Objectifs =>
a) D'après le texte sur les idées reçues envers les lesbiennes, quel âge avait la narratrice lors de sa première relation avec une fille ?
b) Prolongez le texte sur les idées reçues envers les lesbiennes à partir de sa dernière phrase.

Extrait fourni =>
----
Je vis et j’assume mon homosexualité depuis maintenant plusieurs années. Depuis ma première relation avec une fille, il y a 5 ans, quand j’avais 17 ans, j’ai été confrontée à divers préjugés, idées reçues et autres clichés, et je pense que ce sujet peut intéresser les madmoiZelles. Ces articles n’ont pas vocation à être universels et exhaustifs, il s’agit simplement de choses que j’ai souvent entendues, et j’espère que chacun(e) y trouvera des éléments intéressants.
On commence assez logiquement par se pencher sur quelques idées reçues concernant l’orientation sexuelle et la découverte du monde lesbien.
« Pourquoi je suis lesbienne ? »
Idée reçue n°1 : Une lesbienne a forcément vécu une expérience traumatisante dans le passé.
Eh non. Ça peut évidemment arriver, mais probablement pas plus souvent que chez les hétérosexuel(le)s. L’homosexualité n’est pas forcément issue d’un traumatisme, et heureusement ; idem pour l’idée assez répandue selon laquelle les lesbiennes et (surtout) les gays auraient viré de bord à cause d’un père absent et d’une mère omniprésente, voire étouffante.
Mes parents vivent toujours ensemble, ont été présents à parts égales durant mon enfance et mon adolescence, et ne m’ont jamais maltraitée. Comme partout, un traumatisme peut arriver, mais il n’y a pas de lien de cause à effet (et puis, j’ai eu de la chance : pensez-y, j’aurais pu être hétéro, quelle horreur !).
Idée reçue n°2 : Les lesbiennes ont vécu une mauvaise expérience avec un ou plusieurs hommes, aboutissant à un dégoût et une haine qui les ont poussées à se tourner vers les femmes.
----
Segment de données =>

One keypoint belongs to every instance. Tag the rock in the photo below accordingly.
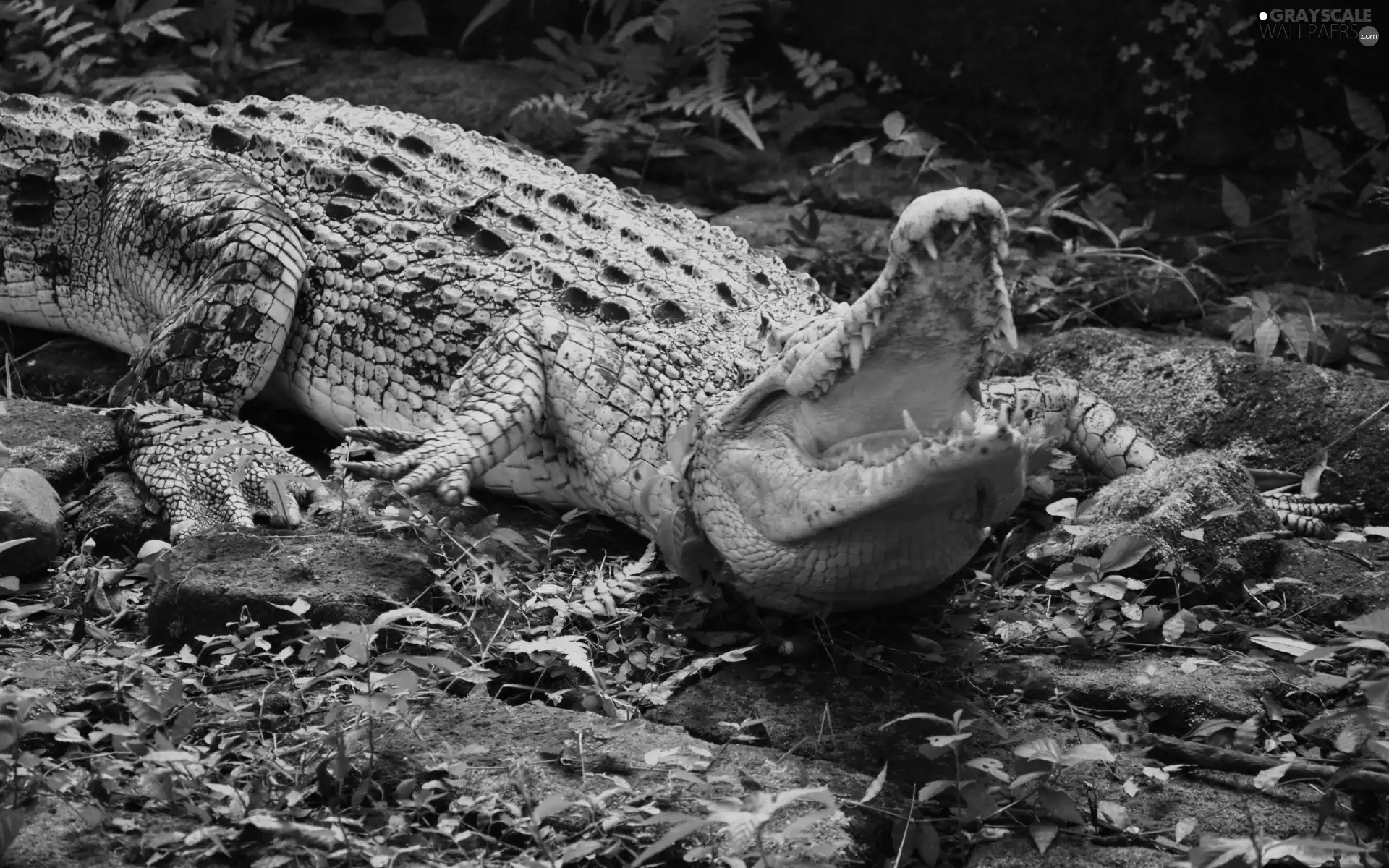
----
Corrigé =>
a) Elle avait 17 ans.

b)
Que ce soit clair : on ne choisit pas d’aimer tel ou tel sexe. C’est une attirance spontanée contre laquelle on ne peut rien faire. Une femme dégoûtée par ses expériences hétéro peut prendre conscience d’un penchant pour la gent féminine, qu’elle aurait intériorisé ou refoulé, mais ne va pas décider de changer de bord par défaut.
Et les hommes bien existent (heureusement). La plupart de mes connaissances lesbiennes n’a pas été traumatisée par une mauvaise expérience avec un garçon ; moi-même, je n’ai simplement jamais été attirée par un mâle, même si je les trouve chouettes en général. Mon amoureuse a eu deux relations longue durée avec des hommes, son deuxième copain était un amour, et pourtant elle est aujourd’hui avec moi, car elle a réalisé qu’elle préférait les filles.
Idée reçue n°3 : Les lesbiennes n’ont pas trouvé « le bon » et ne peuvent pas savoir qu’elles sont lesbiennes tant qu’elle n’ont pas essayé avec un garçon.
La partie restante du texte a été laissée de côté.